**Consigne:**
Dans le texte sur la musique de Michel Legrand, relevez tout ce que l'auteur annonce par « On notera » à propos du développement.

**Texte cité:**
+===+

Je ne vais pas faire une analyse détaillée de la construction du développement, ce qui demanderait plus de temps et serait plus fastidieux. On notera des départs en imitation, presque fugué (l'est-ce ?), un jeu de contrepoint très habile, une utilisation de l'orchestre fidèle à Legrand. Ce type a définitivement un sens musical hors du commun, qui englobe beaucoup d'aspects très différents de la musique. Un bon compositeur en somme.

J'aime beaucoup aussi la subtile façon dont c'est décliné pour la chanson. Variation machiavélique du thème principal, le rythme en est un peu brouillé, la construction dont j'ai parlé juste avant est encore plus poussée, plus développée. Du côté de l'orchestration, cet espèce de mini-orgue donne un son extrêmement diabolique. Et plus encore, la justesse étrange dont fait preuve la chanteuse est plus que déconcertante. Ne soyons pas stupides. Michel Legrand connaît la musique mieux que tous ceux qui me liront je pense. S'il a fait sonner ça comme ça, ce n'est pas sans raison. Son oreille est cent fois plus développée que la mienne, et mille fois mieux entraînée. Le but recherché est évidemment celui qui sous-tend le film, l'étrange. C'est déstabilisant. Non mais sérieusement, c'est ça la chanson d'amour ? C'est glaçant ! Le clou avec ce perroquet qui reprend avec la voix d'un animal égorgé ce pastiche de chanson d'amour. Plusieurs fois !

+===+

**Lignes:**

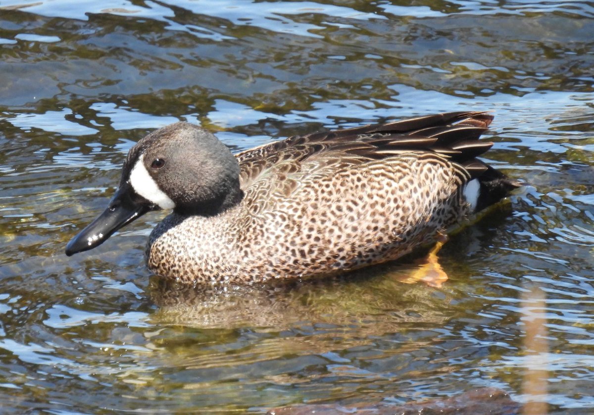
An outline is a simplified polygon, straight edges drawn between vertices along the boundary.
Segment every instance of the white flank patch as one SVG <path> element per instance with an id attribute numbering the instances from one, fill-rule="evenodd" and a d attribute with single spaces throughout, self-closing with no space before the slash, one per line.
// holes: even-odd
<path id="1" fill-rule="evenodd" d="M 481 193 L 481 183 L 478 179 L 473 179 L 466 183 L 464 188 L 464 197 L 466 202 L 470 205 L 473 211 L 476 209 L 476 204 L 479 200 L 479 193 Z"/>
<path id="2" fill-rule="evenodd" d="M 143 163 L 141 155 L 130 172 L 130 184 L 134 191 L 161 209 L 173 209 L 175 203 L 159 188 Z"/>

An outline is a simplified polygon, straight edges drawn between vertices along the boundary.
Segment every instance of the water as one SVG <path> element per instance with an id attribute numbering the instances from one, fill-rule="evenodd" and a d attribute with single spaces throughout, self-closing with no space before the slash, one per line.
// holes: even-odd
<path id="1" fill-rule="evenodd" d="M 394 404 L 481 386 L 594 411 L 594 7 L 0 1 L 0 405 L 53 414 Z M 224 292 L 146 269 L 151 213 L 71 258 L 153 129 L 233 151 L 438 111 L 528 184 L 414 265 Z M 272 137 L 272 138 L 271 138 Z M 536 409 L 534 409 L 536 408 Z"/>

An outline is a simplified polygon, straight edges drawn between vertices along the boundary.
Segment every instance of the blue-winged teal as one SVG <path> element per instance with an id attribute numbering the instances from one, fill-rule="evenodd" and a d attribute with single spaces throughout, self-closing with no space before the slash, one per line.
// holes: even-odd
<path id="1" fill-rule="evenodd" d="M 132 147 L 105 211 L 66 254 L 150 210 L 149 268 L 187 282 L 329 275 L 393 260 L 519 184 L 476 157 L 492 120 L 450 112 L 294 136 L 235 156 L 178 122 Z M 454 124 L 455 123 L 455 124 Z"/>

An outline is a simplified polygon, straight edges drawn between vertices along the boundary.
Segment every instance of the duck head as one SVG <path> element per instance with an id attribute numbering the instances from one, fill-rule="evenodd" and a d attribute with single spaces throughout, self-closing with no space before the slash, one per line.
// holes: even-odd
<path id="1" fill-rule="evenodd" d="M 239 176 L 237 159 L 210 133 L 187 122 L 160 128 L 130 149 L 115 194 L 66 254 L 93 249 L 151 210 L 217 215 L 241 200 Z"/>

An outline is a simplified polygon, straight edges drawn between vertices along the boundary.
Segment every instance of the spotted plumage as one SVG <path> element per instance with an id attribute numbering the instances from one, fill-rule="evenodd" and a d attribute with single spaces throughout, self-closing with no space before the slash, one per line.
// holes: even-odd
<path id="1" fill-rule="evenodd" d="M 165 277 L 331 275 L 431 243 L 517 187 L 476 158 L 492 145 L 478 140 L 492 120 L 438 114 L 292 137 L 235 157 L 200 127 L 177 123 L 131 150 L 118 192 L 131 192 L 146 210 L 163 207 L 134 191 L 144 185 L 129 185 L 129 172 L 144 166 L 154 180 L 147 188 L 156 184 L 156 199 L 175 206 L 146 251 L 149 268 Z M 166 168 L 150 164 L 157 159 Z"/>

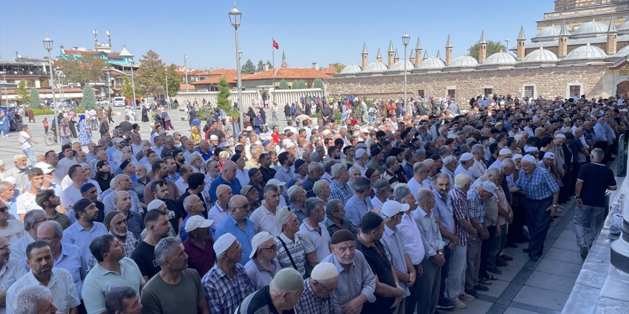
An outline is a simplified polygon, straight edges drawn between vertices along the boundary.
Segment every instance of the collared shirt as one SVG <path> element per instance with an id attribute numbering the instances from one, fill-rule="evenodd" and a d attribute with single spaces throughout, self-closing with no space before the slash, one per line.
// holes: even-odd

+===+

**Corrigé:**
- des départs en imitation, presque fugué
- un jeu de contrepoint très habile
- une utilisation de l'orchestre fidèle à Legrand